◆ Record excerpts:
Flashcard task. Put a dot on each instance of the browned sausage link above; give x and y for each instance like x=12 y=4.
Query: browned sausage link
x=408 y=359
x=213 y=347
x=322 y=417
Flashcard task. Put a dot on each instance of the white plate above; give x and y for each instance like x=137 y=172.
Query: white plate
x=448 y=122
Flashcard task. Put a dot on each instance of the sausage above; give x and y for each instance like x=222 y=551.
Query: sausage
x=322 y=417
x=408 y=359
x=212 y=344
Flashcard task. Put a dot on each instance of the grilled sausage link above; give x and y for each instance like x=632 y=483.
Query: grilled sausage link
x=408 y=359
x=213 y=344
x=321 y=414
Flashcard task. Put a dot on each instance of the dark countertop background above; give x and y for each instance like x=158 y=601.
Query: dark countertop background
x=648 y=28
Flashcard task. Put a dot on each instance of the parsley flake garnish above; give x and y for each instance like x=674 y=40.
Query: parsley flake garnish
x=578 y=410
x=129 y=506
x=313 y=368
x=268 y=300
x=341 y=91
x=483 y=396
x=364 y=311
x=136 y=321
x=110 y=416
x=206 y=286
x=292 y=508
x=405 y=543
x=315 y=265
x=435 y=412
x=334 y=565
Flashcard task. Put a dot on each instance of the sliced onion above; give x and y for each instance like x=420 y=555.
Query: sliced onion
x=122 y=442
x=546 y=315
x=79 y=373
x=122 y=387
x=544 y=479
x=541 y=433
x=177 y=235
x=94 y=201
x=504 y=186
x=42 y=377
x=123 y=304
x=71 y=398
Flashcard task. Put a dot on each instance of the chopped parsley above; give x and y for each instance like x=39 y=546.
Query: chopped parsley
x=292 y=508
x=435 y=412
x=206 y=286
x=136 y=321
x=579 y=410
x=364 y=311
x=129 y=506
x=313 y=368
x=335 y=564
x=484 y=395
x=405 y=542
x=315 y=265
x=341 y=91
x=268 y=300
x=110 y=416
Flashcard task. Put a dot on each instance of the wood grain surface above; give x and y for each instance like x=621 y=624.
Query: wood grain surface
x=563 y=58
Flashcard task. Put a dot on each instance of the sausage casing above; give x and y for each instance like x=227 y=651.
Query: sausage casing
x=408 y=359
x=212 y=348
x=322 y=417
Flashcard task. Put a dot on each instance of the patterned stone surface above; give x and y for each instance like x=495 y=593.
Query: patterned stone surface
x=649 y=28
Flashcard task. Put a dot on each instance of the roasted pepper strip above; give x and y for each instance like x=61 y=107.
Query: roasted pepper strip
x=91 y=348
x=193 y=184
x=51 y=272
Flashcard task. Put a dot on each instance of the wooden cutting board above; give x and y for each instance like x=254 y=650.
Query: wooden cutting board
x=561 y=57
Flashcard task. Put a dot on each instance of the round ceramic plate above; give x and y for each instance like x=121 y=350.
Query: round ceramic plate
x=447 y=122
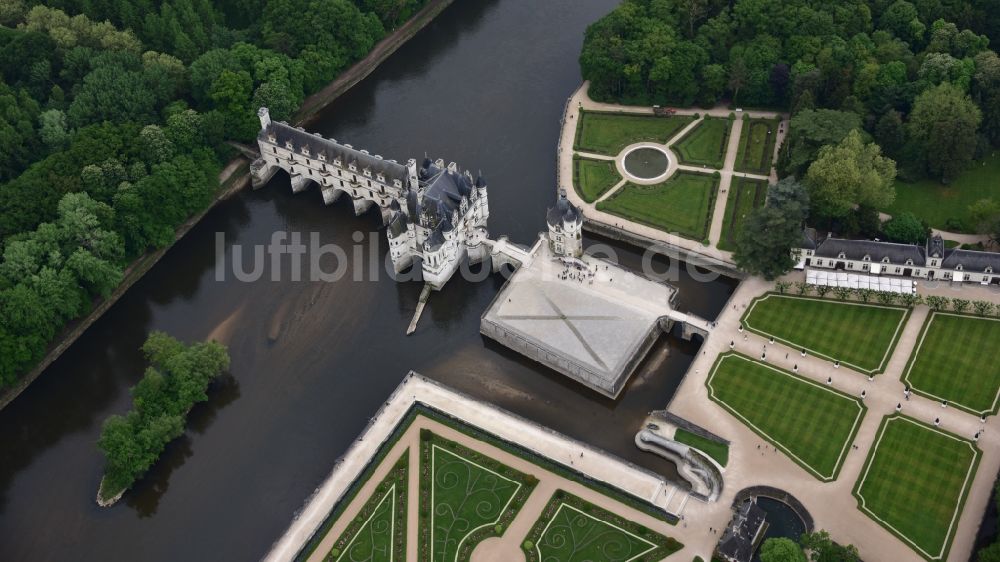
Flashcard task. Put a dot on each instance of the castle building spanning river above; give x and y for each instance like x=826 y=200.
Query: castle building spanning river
x=435 y=214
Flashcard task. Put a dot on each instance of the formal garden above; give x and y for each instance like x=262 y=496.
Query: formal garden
x=952 y=362
x=682 y=205
x=465 y=497
x=745 y=195
x=706 y=144
x=571 y=529
x=858 y=335
x=593 y=178
x=378 y=532
x=812 y=423
x=756 y=149
x=717 y=450
x=609 y=132
x=915 y=482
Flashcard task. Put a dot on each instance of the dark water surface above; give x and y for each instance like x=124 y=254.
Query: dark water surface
x=484 y=86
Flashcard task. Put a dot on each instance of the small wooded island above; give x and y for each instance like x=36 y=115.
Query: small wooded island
x=177 y=378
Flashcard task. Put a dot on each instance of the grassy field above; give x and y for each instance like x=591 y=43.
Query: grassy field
x=592 y=178
x=706 y=144
x=812 y=423
x=860 y=336
x=609 y=133
x=756 y=150
x=573 y=530
x=744 y=196
x=379 y=530
x=937 y=203
x=682 y=205
x=714 y=449
x=915 y=482
x=949 y=362
x=465 y=498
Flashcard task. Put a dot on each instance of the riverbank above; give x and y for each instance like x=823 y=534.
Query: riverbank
x=233 y=178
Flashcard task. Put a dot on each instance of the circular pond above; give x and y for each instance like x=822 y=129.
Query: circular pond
x=646 y=162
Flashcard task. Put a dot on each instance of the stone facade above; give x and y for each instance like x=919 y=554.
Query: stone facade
x=435 y=215
x=931 y=262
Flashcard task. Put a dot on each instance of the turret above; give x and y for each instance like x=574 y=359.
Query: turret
x=265 y=117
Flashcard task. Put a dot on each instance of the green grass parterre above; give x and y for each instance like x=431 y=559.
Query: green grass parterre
x=706 y=144
x=812 y=423
x=681 y=205
x=860 y=336
x=915 y=482
x=592 y=178
x=378 y=532
x=955 y=360
x=571 y=529
x=718 y=451
x=745 y=195
x=756 y=148
x=608 y=133
x=465 y=497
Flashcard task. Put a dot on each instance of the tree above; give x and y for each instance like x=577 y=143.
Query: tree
x=810 y=130
x=781 y=550
x=985 y=216
x=821 y=547
x=851 y=173
x=943 y=127
x=906 y=228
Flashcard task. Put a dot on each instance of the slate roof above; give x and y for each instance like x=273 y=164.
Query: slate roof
x=563 y=211
x=857 y=250
x=971 y=260
x=283 y=132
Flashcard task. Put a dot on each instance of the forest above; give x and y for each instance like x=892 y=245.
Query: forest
x=114 y=117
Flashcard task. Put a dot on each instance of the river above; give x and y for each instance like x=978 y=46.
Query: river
x=484 y=85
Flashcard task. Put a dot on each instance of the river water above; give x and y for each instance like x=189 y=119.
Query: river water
x=484 y=85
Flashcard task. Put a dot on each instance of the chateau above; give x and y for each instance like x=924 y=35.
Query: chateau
x=435 y=214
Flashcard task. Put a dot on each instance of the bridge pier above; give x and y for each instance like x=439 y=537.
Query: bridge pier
x=331 y=194
x=361 y=205
x=300 y=183
x=261 y=173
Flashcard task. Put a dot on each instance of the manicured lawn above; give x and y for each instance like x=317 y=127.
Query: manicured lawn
x=706 y=144
x=744 y=196
x=810 y=422
x=592 y=178
x=860 y=336
x=757 y=146
x=937 y=203
x=682 y=205
x=374 y=534
x=465 y=497
x=573 y=530
x=609 y=133
x=955 y=360
x=915 y=482
x=714 y=449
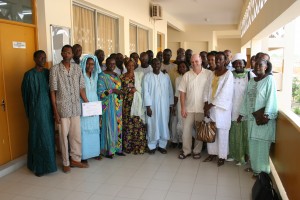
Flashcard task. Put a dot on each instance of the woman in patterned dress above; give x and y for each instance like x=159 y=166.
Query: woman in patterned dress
x=110 y=93
x=134 y=130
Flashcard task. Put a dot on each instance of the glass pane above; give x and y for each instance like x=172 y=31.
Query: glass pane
x=16 y=10
x=84 y=29
x=107 y=30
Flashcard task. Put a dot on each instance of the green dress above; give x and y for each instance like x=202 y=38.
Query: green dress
x=36 y=98
x=258 y=95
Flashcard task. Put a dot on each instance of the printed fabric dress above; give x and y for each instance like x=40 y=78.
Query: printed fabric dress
x=36 y=98
x=111 y=123
x=134 y=130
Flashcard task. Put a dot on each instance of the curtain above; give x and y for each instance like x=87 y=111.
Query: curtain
x=84 y=29
x=107 y=28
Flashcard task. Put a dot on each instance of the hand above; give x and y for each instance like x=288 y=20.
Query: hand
x=183 y=113
x=149 y=111
x=116 y=91
x=239 y=119
x=57 y=118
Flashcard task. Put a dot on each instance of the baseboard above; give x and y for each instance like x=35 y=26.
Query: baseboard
x=13 y=165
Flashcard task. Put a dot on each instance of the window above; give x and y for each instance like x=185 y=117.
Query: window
x=138 y=39
x=94 y=30
x=20 y=11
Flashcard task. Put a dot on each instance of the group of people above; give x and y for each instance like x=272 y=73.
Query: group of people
x=146 y=103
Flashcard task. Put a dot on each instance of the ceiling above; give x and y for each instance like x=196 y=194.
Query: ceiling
x=203 y=11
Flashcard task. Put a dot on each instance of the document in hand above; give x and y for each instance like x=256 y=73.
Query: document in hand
x=91 y=108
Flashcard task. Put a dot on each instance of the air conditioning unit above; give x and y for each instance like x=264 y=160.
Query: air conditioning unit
x=156 y=11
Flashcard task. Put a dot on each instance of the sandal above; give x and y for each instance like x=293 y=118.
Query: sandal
x=209 y=158
x=221 y=162
x=197 y=155
x=182 y=156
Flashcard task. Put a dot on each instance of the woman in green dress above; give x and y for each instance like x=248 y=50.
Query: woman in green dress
x=36 y=98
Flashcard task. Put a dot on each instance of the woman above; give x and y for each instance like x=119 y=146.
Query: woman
x=90 y=129
x=238 y=140
x=36 y=98
x=260 y=107
x=182 y=68
x=110 y=93
x=134 y=129
x=218 y=103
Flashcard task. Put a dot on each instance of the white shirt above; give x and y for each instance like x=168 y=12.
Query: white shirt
x=193 y=85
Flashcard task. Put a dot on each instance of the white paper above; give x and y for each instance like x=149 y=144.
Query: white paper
x=91 y=108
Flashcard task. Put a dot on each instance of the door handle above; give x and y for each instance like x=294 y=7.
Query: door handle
x=3 y=104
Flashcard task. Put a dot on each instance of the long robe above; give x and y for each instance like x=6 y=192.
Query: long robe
x=111 y=124
x=158 y=94
x=36 y=98
x=90 y=128
x=258 y=95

◆ Exercise description: Convert the part of the rows above that opens with the line containing "Flashcard task. Put a dot on each instance of the group" and closes with the line containing "x=218 y=103" into a numbered list, leaving out blank lines. Include both of those lines and nothing outside them.

◆ Written solution:
1. Flashcard task. Put a dot on each instance of the group of people above; give x and y for each instance like x=272 y=73.
2. Query: group of people
3. x=146 y=103
4. Flashcard task. Put a dot on each instance of the ceiling above; give x and y for each instance like x=196 y=194.
5. Query: ceiling
6. x=203 y=11
7. Flashcard task. Put a dot on each instance of the document in hand above; give x and y for each instance like x=256 y=73.
8. Query: document in hand
9. x=91 y=108
10. Flashcard task. Put a dot on each instance of the air conditioning unit above; give x and y for each instance like x=264 y=160.
11. Query: air conditioning unit
12. x=156 y=11
13. Flashcard task. Put a dot on each instance of the sandal above; give x and y for each instance like x=293 y=118.
14. Query: sandal
15. x=209 y=158
16. x=221 y=162
17. x=197 y=155
18. x=182 y=156
19. Flashcard task. Put a dot on each instance of the woman in green dress above; give x and y for each instance like x=248 y=50.
20. Query: woman in green dress
21. x=36 y=98
22. Flashcard task. Put a dot on each instance of the woman above; give x and y for each instance like x=119 y=146.
23. Query: woman
24. x=90 y=129
25. x=238 y=140
26. x=36 y=98
27. x=260 y=107
28. x=182 y=68
29. x=110 y=93
30. x=134 y=129
31. x=218 y=103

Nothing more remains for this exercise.